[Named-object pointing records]
━━━

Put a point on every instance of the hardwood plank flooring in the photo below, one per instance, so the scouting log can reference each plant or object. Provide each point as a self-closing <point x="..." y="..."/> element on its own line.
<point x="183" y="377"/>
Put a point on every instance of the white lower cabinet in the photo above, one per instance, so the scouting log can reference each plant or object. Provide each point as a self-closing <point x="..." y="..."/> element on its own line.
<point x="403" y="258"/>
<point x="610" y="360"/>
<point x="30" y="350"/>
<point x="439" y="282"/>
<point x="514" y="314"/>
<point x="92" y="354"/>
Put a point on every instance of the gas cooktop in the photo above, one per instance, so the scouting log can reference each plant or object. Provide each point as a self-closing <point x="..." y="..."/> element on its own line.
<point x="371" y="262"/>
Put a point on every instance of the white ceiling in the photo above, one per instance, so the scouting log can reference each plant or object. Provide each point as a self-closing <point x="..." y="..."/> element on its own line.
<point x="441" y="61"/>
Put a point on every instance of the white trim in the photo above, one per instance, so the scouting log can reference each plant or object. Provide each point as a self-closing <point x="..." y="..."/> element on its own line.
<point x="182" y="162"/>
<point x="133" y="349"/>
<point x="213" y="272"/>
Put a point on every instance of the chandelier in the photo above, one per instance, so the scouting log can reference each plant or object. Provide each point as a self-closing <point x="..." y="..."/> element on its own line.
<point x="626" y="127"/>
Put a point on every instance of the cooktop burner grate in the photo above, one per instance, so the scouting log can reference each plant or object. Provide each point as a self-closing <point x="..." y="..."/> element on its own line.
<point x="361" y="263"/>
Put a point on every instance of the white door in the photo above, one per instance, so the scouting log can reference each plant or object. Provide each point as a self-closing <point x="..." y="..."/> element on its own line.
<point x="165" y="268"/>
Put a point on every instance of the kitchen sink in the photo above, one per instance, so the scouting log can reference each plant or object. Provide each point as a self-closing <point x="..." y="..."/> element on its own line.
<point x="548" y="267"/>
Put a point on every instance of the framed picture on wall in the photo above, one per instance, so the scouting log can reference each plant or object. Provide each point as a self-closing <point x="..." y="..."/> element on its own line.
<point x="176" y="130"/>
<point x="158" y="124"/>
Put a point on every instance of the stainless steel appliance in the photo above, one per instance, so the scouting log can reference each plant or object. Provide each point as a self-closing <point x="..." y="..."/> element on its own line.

━━━

What the task asks: Extract the entries above verbatim.

Completed task:
Put a point on every instance of the hardwood plank flooring in the photo below, one per instance, so the scouting log can reference each plant or object. Provide each point as a self-closing <point x="..." y="..."/> element on its own line.
<point x="183" y="377"/>
Put a point on every instance of the white lower cabinet in the photo above, one per instance, so the scouting log can reference each plant or object. Provide each point as a self-closing <point x="..." y="..."/> element on its own line.
<point x="403" y="258"/>
<point x="610" y="360"/>
<point x="30" y="350"/>
<point x="439" y="282"/>
<point x="514" y="314"/>
<point x="92" y="354"/>
Put a point on every instance of the gas cooktop in the photo above, one per instance, so the scouting log can reference each plant or object. Provide each point as a self-closing <point x="..." y="..."/> element on its own line.
<point x="371" y="262"/>
Put a point on every instance of the white ceiling in the photo above, one per instance, so the scouting log can reference each plant or object. Provide each point as a self-closing <point x="..." y="..."/> element on its own line.
<point x="441" y="61"/>
Put a point on every instance of the white trim in the photo above, one per instance, so the scouting log can reference each plant or object. Provide each point as a self-closing <point x="..." y="..."/> element on its own line.
<point x="182" y="162"/>
<point x="133" y="349"/>
<point x="213" y="272"/>
Put a point on every instance of the chandelier in the photo above, one per instance, so the scouting log can reference each plant or object. Provide each point as a self-closing <point x="..." y="..."/> element on its own line.
<point x="626" y="127"/>
Put a point on every instance of the cooktop burner grate in the photo above, one per instance, so the scouting log can reference each plant or object. Provide each point as a self-closing <point x="..." y="..."/> element on its own line.
<point x="361" y="263"/>
Put a point on every instance of the white door in the photo above, one per instance, so the scouting log can reference each plant or object. Provide each point as a self-closing <point x="..." y="..."/> element on its own line.
<point x="165" y="268"/>
Put a point on every instance of the kitchen sink in the photo above, one per instance, so the scouting log can reference each plant or object. Provide each point as a self-closing <point x="..." y="..."/> element on its own line.
<point x="548" y="267"/>
Put a point on every instance of the framed picture on wall in the photo above, one per instance, so the scouting log can reference each plant or object. Provide each point as a self-closing <point x="..." y="..."/> element on its own line.
<point x="176" y="130"/>
<point x="158" y="124"/>
Put a point on every instance of the stainless steel appliance in the photo above, one per instance, so the scouting log can reference each plant or object. Provide each point as a self-closing <point x="..." y="..."/> element on its own line.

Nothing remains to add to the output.